• **Reading passage**:
++++++++

I loved the movie Red Dog and as you can guess from the previous post I've told a few people about it!!  Yesterday's newspaper reported on the success the film has already had in Australia, and that it is being released overseas soon.  You can read the article here.  It is currently showing in 246 venues in Australia and is about to be launched overseas.  I wonder what non-Aussies will make of the Australian humour?

Tuesday, August 9, 2011

Movie mix up

I am back in Adelaide - this was something that had been on my agenda for some months, and despite having been here several times recently, I knew there were things to do as a result of Dad's death, so here I am.

I arrived on Sunday and spend much of the day discussing family matters, filling in forms etc.  My sister works so during the working week I 'do my own thing.' Yesterday however, the electricity was going to be off all day due to some electrical work in the street, so I chose to go to the movies.   I had wanted to see Mr Popper's Penguins, which seems rather fun, and I went up to the Box office and purchased my ticket.  I did show my Seniors card, but it cost me $12.50, and as the movie was about to start I headed to the theatres.  The lady collecting tickets briefly looked at my ticket and said "Are you over 60?" I was rather surprised by her questioning but with a smile admitted it.  She told me I had been overcharged and sent me back to the Box Office with a message.  I did as I was told.

The girl at the desk was rather put out - but duly gave me my ticket.  I returned hurriedly to the theatres, and in the somewhat dim light read that I was to be in theatre 13, and I went in.  One thing that amused me was that there was set seating, though I didn't climb up that far to the row and seat that was allotted to me. 

There was already things happening on the screen - there was a short preview of a movie, and then what I thought was the trailer for the movie "Red Dog".  It took a while before I realised that I was watching not a trailer but the movie.  I wondered what I should do?  Clearly I was in the wrong theatre - I couldn't read my ticket in the dim light.  I knew also too that even if I did exit the theatre, and go back to exchange my ticket I would have missed the first part of "Mr Popper's Penguins" - so I sat tight.

And I am glad I did.  What a fabulous movie was "Red Dog".   What a great Australian movie.  There are a couple of books detailing the story of this dog that wandered the Pilbara in the 1970's, and it is quite famous in that part of the country even with a statue of it at Dampier.  You can read about it on Wikipedia.

There were lots of laughs as the story of Red Dog unfolded, and the most wonderful photography of that part of Western Australia.  I wonder about the potential for international audiences - but certainly anyone understanding the Australian history and humour would enjoy it.

I certainly laughed out loud often.  Loved it.

I will see it again - it was wonderful.

Thursday, July 28, 2011

Life and Death

The past few weeks have been very stressful - two trips to Adelaide - and another next week.  Sadly my father passed away on July 14th, just two days short of his 92nd birthday. 

So I've not been interested in reading, or watching movies.  And also now I am behind with my studies.  Yikes!!!!

However, last week, I did get to the movies.  We (MM and daughter) went to see Larry Crowne with Tom Hanks.  It is an enjoyable movie - and Tom had many roles including leading actor, director and co writer I think.  It was a good feel-good movie - however, I was a little disappointed in it.  It wasn't rivetting.

He's an amazing man, Mr Hanks.  Very clever, and I congratulate him on the movie.  I wonder though, if any lesser actor had wanted to film such a story, if they would have been so lucky to have it produced.

++++++++

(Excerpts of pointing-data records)
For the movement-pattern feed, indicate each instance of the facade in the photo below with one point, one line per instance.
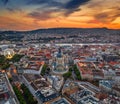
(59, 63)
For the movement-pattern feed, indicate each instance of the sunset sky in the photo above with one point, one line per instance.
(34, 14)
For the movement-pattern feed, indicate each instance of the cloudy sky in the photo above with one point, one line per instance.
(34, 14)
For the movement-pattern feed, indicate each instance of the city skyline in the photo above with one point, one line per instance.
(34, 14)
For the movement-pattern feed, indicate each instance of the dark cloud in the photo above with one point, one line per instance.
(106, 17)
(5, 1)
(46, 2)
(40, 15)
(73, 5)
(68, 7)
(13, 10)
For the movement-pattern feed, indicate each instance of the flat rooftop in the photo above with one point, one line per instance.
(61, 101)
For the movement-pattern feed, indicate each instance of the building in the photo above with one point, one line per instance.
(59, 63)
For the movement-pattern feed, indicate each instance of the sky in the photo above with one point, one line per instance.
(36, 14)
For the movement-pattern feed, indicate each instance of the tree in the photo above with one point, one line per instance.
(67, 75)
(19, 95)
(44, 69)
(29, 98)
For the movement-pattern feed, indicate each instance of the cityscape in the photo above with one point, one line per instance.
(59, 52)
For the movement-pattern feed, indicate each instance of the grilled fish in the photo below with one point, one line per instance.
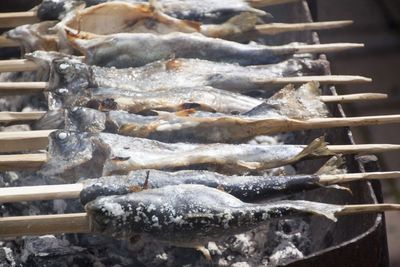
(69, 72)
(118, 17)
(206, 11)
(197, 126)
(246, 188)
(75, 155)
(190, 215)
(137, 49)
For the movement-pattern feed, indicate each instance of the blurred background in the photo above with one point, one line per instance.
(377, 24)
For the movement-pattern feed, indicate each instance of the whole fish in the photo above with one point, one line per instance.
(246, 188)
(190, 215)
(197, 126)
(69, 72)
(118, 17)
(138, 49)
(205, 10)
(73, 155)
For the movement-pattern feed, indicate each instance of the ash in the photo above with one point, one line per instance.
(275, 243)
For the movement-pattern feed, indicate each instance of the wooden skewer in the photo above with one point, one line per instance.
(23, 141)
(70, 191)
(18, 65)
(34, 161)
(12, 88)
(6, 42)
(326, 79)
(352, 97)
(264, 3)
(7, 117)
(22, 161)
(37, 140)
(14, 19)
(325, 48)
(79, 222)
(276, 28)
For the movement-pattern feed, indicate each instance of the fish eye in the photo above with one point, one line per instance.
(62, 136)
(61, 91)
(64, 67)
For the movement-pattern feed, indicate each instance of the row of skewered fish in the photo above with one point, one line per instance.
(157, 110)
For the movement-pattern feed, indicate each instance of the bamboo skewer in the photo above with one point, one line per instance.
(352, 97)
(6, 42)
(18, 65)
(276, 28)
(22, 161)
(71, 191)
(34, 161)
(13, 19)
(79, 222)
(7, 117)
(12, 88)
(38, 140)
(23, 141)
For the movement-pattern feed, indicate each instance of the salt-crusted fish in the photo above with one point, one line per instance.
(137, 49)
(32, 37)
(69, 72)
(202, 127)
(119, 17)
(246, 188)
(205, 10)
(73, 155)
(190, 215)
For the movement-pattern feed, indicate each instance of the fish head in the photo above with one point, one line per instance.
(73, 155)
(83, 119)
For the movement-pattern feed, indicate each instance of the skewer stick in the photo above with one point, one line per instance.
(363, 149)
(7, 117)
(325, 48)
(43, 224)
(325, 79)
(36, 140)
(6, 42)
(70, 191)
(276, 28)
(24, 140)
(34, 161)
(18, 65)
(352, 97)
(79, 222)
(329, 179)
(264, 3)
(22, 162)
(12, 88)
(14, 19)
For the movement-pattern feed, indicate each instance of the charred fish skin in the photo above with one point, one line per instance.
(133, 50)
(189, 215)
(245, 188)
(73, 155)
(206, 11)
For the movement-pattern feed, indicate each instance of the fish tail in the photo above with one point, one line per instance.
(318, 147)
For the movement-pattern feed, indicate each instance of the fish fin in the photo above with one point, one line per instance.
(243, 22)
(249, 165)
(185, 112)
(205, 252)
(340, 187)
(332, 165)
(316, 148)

++++++++

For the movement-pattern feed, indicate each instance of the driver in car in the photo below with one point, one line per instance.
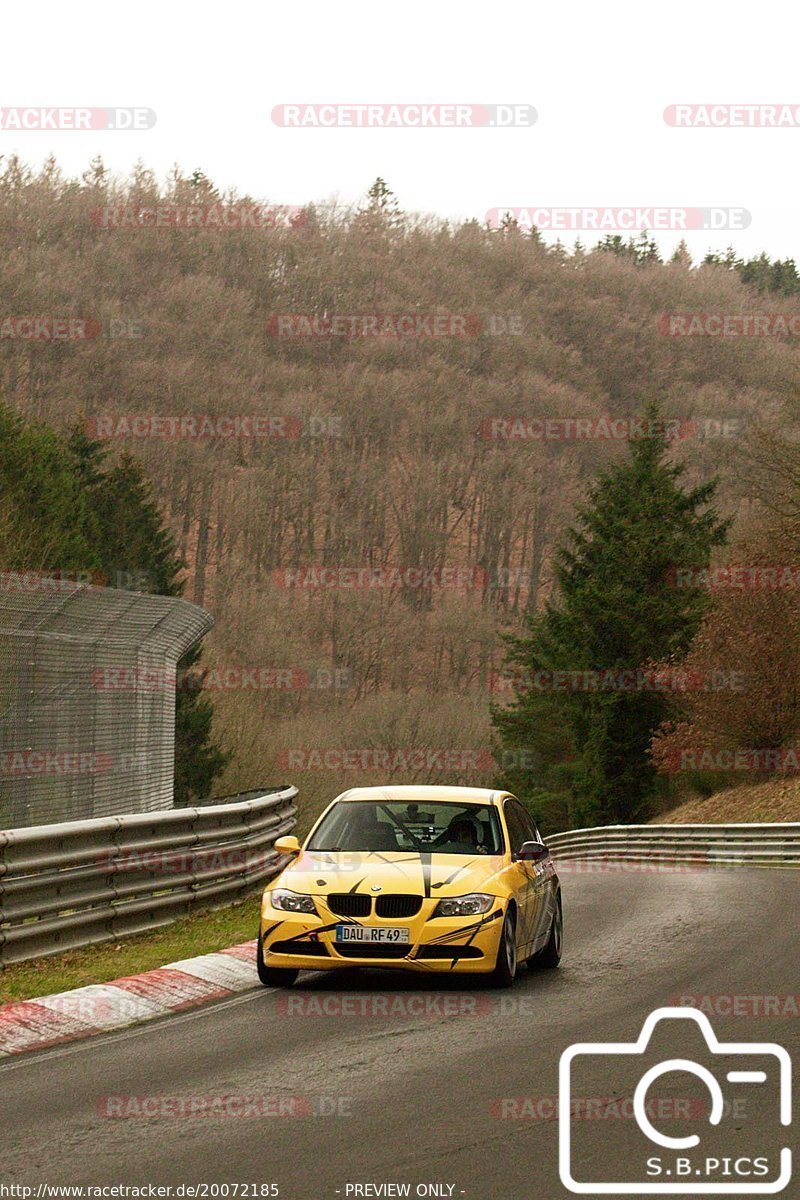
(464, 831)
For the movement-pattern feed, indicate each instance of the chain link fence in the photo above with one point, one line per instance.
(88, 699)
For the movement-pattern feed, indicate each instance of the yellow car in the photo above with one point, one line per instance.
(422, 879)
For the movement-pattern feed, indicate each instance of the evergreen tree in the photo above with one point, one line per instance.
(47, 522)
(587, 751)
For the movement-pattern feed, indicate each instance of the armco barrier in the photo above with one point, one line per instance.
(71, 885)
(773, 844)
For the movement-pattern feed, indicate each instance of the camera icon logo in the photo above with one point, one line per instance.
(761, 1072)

++++++++

• **Aim of the task**:
From the movie blog excerpt above, retype the passage starting with "The past few" and going on through "my studies.  Yikes!!!!".

• **Exercise output**:
The past few weeks have been very stressful - two trips to Adelaide - and another next week.  Sadly my father passed away on July 14th, just two days short of his 92nd birthday. 

So I've not been interested in reading, or watching movies.  And also now I am behind with my studies.  Yikes!!!!